GOAL
Copy exactly, and only, the lines from the line containing "Expected behaviour: the pointer locates the man's handshake" through the last line of the records below, both included.

EXERCISE MATERIAL
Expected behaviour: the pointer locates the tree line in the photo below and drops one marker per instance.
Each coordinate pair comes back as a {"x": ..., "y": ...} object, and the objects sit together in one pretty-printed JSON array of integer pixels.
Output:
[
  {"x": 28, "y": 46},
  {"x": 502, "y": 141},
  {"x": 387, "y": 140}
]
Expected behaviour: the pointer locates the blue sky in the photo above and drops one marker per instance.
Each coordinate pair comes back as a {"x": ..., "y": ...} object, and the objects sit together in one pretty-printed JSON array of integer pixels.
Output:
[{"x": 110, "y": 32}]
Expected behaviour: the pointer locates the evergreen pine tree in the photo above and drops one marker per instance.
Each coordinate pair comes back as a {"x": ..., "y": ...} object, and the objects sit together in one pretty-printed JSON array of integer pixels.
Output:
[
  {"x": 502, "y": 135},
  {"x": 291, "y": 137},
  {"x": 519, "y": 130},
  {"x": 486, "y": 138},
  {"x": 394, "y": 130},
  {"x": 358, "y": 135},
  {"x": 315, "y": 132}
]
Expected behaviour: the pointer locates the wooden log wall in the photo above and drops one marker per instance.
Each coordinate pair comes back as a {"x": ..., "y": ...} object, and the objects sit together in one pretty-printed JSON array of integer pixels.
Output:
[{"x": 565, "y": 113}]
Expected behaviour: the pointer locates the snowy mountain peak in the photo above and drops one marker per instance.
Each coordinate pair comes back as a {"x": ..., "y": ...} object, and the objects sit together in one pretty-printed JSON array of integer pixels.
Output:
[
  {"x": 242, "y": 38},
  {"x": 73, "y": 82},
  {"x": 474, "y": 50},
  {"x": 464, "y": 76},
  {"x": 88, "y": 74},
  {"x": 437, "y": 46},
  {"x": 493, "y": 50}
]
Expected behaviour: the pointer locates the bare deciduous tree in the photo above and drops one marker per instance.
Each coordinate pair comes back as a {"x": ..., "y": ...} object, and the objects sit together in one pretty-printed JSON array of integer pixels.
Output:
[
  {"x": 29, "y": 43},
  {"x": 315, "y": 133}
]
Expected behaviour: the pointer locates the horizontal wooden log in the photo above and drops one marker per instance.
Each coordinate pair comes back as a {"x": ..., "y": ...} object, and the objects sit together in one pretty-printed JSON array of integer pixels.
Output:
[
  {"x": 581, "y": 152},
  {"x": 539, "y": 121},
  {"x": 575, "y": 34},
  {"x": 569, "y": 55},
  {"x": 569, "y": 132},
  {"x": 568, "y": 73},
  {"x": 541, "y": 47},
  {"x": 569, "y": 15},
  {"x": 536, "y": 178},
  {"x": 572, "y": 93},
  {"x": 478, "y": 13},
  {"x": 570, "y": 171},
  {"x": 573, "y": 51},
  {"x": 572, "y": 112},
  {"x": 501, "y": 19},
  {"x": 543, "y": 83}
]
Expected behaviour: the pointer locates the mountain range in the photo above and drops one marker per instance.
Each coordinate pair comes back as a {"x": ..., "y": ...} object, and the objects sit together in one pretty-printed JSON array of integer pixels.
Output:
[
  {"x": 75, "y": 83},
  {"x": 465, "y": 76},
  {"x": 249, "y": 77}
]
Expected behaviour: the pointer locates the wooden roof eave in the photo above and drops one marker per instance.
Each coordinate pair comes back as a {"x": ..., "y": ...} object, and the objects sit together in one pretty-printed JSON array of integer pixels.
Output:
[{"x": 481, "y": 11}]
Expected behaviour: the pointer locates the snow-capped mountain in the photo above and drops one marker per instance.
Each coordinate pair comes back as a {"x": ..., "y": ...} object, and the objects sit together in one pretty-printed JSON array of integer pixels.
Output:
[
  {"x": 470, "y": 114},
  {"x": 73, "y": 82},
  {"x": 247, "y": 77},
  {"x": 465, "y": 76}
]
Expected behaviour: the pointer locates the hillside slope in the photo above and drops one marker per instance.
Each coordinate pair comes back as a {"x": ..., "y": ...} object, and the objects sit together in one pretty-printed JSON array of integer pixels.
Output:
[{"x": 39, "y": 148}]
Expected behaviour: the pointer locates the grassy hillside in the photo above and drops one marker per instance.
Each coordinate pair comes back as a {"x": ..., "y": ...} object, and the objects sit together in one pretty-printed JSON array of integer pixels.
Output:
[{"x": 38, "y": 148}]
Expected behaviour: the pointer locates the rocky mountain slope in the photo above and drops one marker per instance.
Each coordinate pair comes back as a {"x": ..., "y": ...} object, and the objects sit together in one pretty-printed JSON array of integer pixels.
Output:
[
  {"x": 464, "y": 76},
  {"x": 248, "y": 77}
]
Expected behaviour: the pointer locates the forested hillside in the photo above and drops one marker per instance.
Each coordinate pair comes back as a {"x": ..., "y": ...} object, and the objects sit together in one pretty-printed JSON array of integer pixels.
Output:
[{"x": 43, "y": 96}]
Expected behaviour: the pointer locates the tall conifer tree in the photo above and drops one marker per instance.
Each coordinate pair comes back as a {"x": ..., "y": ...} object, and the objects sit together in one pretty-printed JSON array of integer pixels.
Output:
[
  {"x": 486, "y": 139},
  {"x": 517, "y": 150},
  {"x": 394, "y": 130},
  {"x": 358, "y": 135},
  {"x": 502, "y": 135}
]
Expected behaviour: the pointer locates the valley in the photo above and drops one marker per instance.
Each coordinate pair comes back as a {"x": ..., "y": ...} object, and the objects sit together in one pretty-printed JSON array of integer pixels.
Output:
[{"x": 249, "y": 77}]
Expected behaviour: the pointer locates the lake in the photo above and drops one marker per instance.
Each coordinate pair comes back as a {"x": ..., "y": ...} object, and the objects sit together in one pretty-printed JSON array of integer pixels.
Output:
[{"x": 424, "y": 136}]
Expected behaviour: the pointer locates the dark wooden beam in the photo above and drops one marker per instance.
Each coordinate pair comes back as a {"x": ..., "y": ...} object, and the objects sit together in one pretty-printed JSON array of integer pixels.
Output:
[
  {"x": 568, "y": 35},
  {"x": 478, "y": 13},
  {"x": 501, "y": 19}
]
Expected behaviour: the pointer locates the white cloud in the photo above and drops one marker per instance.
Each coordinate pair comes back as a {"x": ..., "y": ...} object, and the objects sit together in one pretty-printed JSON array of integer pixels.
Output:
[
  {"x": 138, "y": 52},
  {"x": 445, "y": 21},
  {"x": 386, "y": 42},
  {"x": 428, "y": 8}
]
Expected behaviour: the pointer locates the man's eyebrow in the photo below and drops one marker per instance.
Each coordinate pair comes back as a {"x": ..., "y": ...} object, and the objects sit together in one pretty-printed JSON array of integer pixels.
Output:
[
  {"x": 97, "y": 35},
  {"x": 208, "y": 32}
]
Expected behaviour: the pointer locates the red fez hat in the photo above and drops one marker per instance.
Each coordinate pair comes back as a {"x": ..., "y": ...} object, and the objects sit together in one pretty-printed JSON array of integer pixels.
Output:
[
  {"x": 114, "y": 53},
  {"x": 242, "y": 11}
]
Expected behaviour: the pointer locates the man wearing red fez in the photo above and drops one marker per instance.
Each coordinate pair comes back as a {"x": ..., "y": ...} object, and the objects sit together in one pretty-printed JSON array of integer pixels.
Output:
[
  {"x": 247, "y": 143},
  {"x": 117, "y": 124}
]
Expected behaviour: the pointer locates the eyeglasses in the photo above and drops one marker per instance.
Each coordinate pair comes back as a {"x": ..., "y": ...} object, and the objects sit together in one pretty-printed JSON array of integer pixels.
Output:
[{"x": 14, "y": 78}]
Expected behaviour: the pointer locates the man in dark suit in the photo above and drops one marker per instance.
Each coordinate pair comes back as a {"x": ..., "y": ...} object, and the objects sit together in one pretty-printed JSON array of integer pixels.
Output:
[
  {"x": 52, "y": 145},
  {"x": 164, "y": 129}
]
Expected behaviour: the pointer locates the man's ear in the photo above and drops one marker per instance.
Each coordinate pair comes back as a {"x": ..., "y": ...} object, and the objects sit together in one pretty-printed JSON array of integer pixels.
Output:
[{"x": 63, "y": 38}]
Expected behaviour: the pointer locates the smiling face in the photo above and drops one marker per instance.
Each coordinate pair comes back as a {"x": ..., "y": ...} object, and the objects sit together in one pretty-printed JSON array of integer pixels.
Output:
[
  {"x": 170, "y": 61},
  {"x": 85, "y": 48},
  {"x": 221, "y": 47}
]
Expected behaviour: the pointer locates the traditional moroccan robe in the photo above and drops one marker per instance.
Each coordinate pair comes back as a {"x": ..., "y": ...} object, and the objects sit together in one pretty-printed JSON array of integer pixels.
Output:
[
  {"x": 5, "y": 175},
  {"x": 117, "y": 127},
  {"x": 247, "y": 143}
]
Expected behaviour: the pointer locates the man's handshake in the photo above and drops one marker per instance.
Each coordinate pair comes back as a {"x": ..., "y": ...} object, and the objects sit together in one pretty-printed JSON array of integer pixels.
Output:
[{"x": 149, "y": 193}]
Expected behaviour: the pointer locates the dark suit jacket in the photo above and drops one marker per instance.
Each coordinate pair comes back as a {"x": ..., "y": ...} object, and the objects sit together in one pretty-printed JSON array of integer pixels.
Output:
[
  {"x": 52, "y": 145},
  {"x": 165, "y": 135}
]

WORKED ANSWER
Expected behaviour: the pointer locates the man's handshake in the photo above and drops one marker per instance.
Each coordinate pair comes back as a {"x": ..., "y": ...} object, and the objects sit together in one pretty-printed JSON array of integer pixels.
Output:
[{"x": 149, "y": 193}]
Expected behaviour: the pointer locates the dark suit jacket in the photo above and drops one marker per instance.
Each coordinate pair comes back as a {"x": ..., "y": ...} object, and the objects sit together in one pretty-printed JSON array of integer pixels.
Output:
[
  {"x": 52, "y": 145},
  {"x": 165, "y": 135}
]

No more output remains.